- _Texte extrait_
- - - - -

Bruno Colmant
Et si la BCE abandonnait un objectif d’inflation de 2% ?
Le véritable maître de l’Europe est la BCE (Banque centrale européenne). Cette institution détient plus d’un tiers des dettes publiques de la zone euro, dont les États sont les débiteurs.
Bien que la BCE s’en défende en affirmant son indépendance, elle joue un rôle politique en établissant un ordre monétaire, car la monnaie est un fait politique.
Cet ordre monétaire est libéral, car la BCE incarne l’attribut de confiance monétaire. Depuis la création de l’euro lors du Traité de Maastricht, il était évident que la réduction du déficit budgétaire et de l’endettement public nécessiterait la diminution des dépenses sociales, qui augmenteraient inévitablement avec le vieillissement de la population.
Aujourd’hui encore, la BCE augmente les taux d’intérêt pour freiner l’inflation. Elle soutient que cette inflation est liée à la « spirale des prix-salaires », suggérant qu’une diminution du pouvoir d’achat des salaires serait bénéfique. Cette idée est l’héritage de Jean-Claude Trichet, ancien président de la BCE, qui préconisait dès les années quatre-vingt des désinflations compétitives visant à réduire les coûts salariaux pour accroître la productivité concurrentielle de la France. Cependant, cette politique n’a eu aucun effet positif, si ce n’est d’aggraver les inégalités sociales et le chômage structurel.

- - - - -

- _Données extraites_
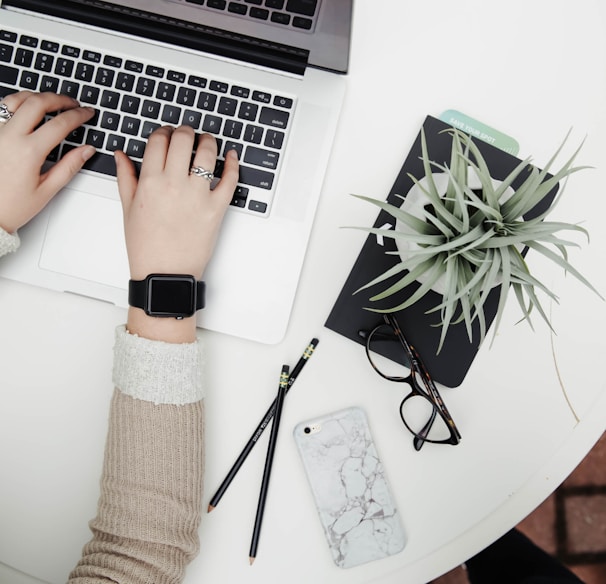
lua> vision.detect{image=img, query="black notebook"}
[325,116,557,387]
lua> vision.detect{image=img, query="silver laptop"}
[0,0,352,343]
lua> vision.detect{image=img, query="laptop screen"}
[3,0,352,74]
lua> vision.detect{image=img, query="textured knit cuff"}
[0,227,21,258]
[113,325,204,405]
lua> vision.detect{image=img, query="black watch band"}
[128,274,206,319]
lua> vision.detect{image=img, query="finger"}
[166,126,195,177]
[9,92,80,133]
[192,134,217,183]
[38,145,96,201]
[114,150,139,214]
[34,106,95,154]
[213,150,240,205]
[140,126,174,178]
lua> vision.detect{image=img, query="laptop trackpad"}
[40,188,129,288]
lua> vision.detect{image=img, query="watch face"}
[147,276,196,316]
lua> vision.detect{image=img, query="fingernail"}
[82,145,97,162]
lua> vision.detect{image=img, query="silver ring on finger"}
[194,166,215,182]
[0,102,14,124]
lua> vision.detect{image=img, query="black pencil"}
[208,339,318,513]
[248,365,288,566]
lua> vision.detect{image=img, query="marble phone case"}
[294,407,406,568]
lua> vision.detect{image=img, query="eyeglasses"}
[359,314,461,450]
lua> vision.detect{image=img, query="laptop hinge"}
[2,0,309,75]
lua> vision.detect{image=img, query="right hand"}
[115,126,239,342]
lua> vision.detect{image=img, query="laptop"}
[0,0,352,344]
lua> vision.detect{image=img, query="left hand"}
[0,91,95,233]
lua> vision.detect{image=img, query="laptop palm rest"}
[40,188,129,288]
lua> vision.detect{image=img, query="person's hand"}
[115,126,238,342]
[0,91,95,233]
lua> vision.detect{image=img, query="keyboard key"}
[101,112,120,130]
[270,12,290,26]
[156,83,177,101]
[74,63,95,83]
[126,138,145,158]
[239,165,274,190]
[65,126,85,144]
[145,65,164,77]
[103,55,122,69]
[80,85,101,105]
[0,30,17,43]
[0,43,15,63]
[115,73,135,91]
[263,130,284,150]
[202,115,223,134]
[166,71,185,83]
[120,116,141,136]
[244,146,280,170]
[177,87,197,105]
[248,201,267,213]
[181,110,202,130]
[82,51,101,63]
[14,49,34,67]
[253,91,271,103]
[86,128,105,148]
[124,60,143,73]
[259,107,289,128]
[274,95,293,109]
[162,105,181,126]
[19,34,38,49]
[0,65,19,85]
[227,2,248,16]
[61,45,80,59]
[209,81,229,93]
[105,134,126,152]
[292,16,313,30]
[99,89,120,109]
[286,0,318,17]
[141,122,160,139]
[95,67,116,87]
[40,75,59,93]
[59,79,80,99]
[19,71,40,91]
[120,95,141,114]
[135,77,156,97]
[223,120,244,140]
[223,140,244,160]
[141,99,160,120]
[217,97,238,116]
[187,75,207,88]
[238,101,259,122]
[198,91,217,112]
[244,124,263,144]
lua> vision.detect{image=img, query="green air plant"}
[356,129,599,353]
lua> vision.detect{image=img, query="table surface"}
[0,0,606,584]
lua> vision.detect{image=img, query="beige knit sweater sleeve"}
[69,327,204,584]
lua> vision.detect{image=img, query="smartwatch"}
[128,274,205,320]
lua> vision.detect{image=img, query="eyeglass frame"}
[359,313,461,451]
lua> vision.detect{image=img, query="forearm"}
[69,330,204,584]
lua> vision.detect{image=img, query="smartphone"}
[294,407,406,568]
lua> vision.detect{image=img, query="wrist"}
[126,306,196,343]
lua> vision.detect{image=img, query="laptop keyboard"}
[173,0,320,32]
[0,29,296,216]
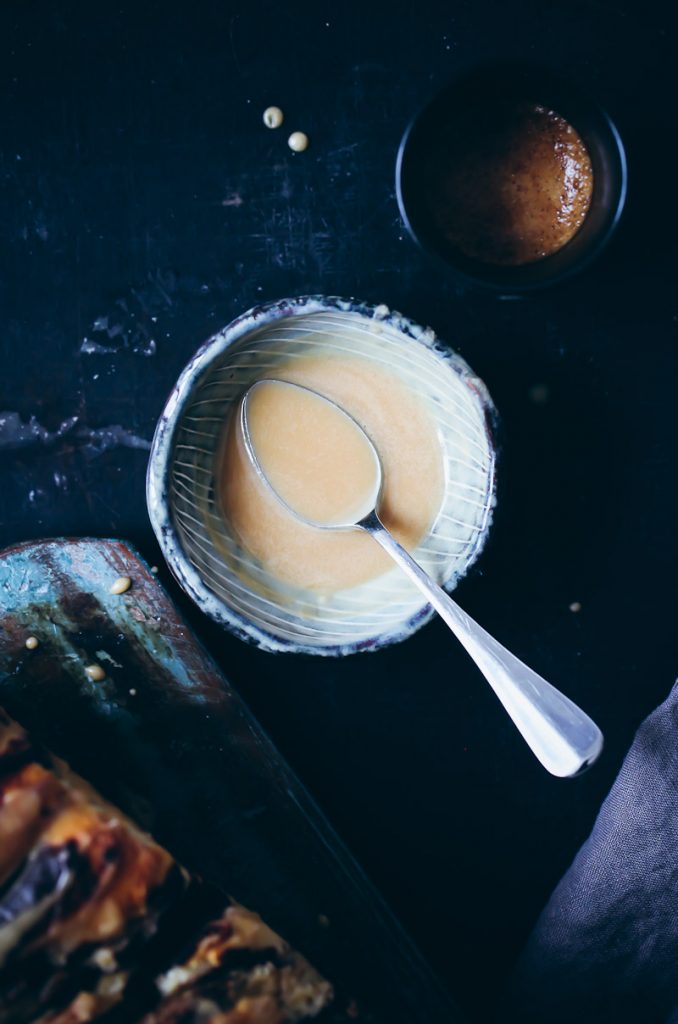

- - - - -

- _Exercices à faire_
(1) D'après le texte sur la BCE, quelle part des dettes publiques de la zone euro cette institution détient-elle ?
(2) Résumez en deux phrases le texte sur la BCE.
(3) Rédigez la suite du texte sur la BCE et son objectif d'inflation à partir de sa dernière phrase.
Les entrées proviennent d'une autre source que le texte.

- _Réponses par numéro_
(1) Plus d'un tiers.

(2) La BCE, présentée comme le véritable maître de l'Europe, détient plus d'un tiers des dettes publiques de la zone euro et joue un rôle politique en établissant un ordre monétaire libéral. Elle relève ses taux contre une inflation qu'elle attribue à la « spirale des prix-salaires », une idée héritée de Jean-Claude Trichet dont la politique de désinflation compétitive n'a fait qu'aggraver les inégalités sociales et le chômage structurel.

(3)
On ne sait pas si la BCE croit en l’efficacité de ses actions. Depuis des années, le seuil d’inflation à ne pas dépasser a été fixé à 2 %. Il est important de souligner que ce chiffre ne provient pas du Traité de Maastricht, mais d’une décision de 1998 confirmée par le Conseil des gouverneurs de la BCE en mai 2003. Toutefois, il est erroné de croire que l’inflation, dont l’alimentation structurelle est liée aux injections monétaires effectuées par la BCE au cours de la dernière décennie, diminuera suite à une hausse des taux d’intérêt, tout comme affirmer que la baisse des taux d’intérêt des dernières années en était la cause.
En réalité, le problème réside dans une question de symbolique et de numérologie. Le seuil de 2 % est arbitraire. Il serait préférable de tolérer une inflation plus élevée et de maintenir des taux d’intérêt inférieurs à ce seuil afin que les taux d’intérêt réels, c’est-à-dire ajustés à l’inflation, soient négatifs. Cela serait la seule façon civilisée de rembourser une dette publique. Olivier Blanchard, ancien économiste en chef du FMI, porte ce message depuis des années, proposant d’augmenter le seuil d’inflation des banques à 3 ou 4 %. Cela soulèverait bien sûr la question de la légitimité des positions antérieures de la BCE, mais cela est moins important qu’une gestion saine de la monnaie.